> _DIRECTIONS_
What is needed is an exact repetition of the lines below, from the first one through the one holding "Target: tall green grass", with no pictures and nothing else.

** PROVIDED DATA follows **

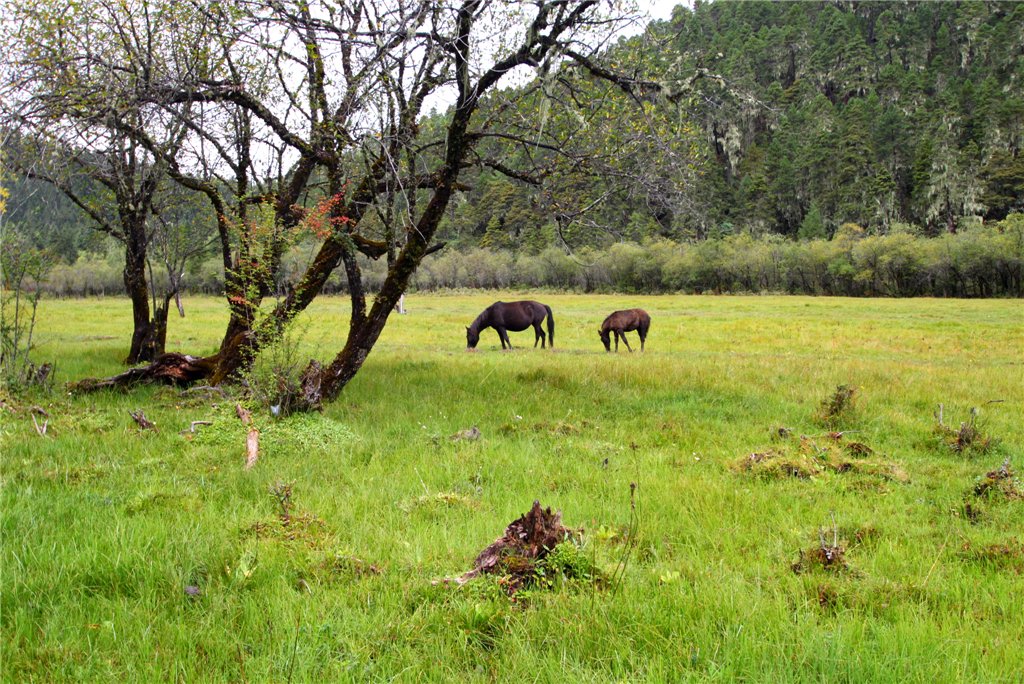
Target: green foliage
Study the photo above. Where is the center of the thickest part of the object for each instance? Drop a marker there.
(23, 268)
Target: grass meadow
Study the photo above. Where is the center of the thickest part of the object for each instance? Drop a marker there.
(133, 555)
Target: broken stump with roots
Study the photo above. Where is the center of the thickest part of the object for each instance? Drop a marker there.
(525, 542)
(169, 369)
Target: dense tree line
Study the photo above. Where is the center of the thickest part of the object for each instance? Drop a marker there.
(980, 261)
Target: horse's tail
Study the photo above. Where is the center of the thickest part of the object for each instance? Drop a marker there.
(551, 327)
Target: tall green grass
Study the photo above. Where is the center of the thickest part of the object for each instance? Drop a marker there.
(103, 526)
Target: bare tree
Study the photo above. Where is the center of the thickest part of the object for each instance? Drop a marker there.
(69, 103)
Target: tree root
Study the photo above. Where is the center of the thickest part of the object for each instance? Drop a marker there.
(169, 369)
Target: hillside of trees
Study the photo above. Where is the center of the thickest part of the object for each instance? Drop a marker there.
(816, 141)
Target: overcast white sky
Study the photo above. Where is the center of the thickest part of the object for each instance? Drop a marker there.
(662, 9)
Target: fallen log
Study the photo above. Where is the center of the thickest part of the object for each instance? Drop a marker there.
(169, 369)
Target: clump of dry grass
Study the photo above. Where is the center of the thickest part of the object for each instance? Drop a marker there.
(968, 438)
(999, 482)
(810, 456)
(1009, 555)
(828, 556)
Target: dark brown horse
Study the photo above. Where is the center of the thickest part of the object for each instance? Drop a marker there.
(621, 323)
(504, 316)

** End of PROVIDED DATA **

> _WRITTEN SOLUTION_
Target: green foliage
Study the photo above. Where is the center of the thickest part of the object for each instance? Drop a marker there.
(23, 268)
Target: grass meadow
Study the photo above. Where is the center of the thickest part of the object for each instance? Drop a marker there.
(133, 555)
Target: broken stump with roots
Study the photo above. Where is the center of the thickest part of the object for each instance? Drop a marker there.
(525, 542)
(169, 369)
Target: dense tree line
Study the photo above. Where is the center of the thickest part of the object for each instance? Drop a marker there.
(980, 261)
Target: horse's tail
Study the photo above. Where is the center of the thickest part of the object for each instance? Drop a marker there.
(551, 327)
Target: tall green grass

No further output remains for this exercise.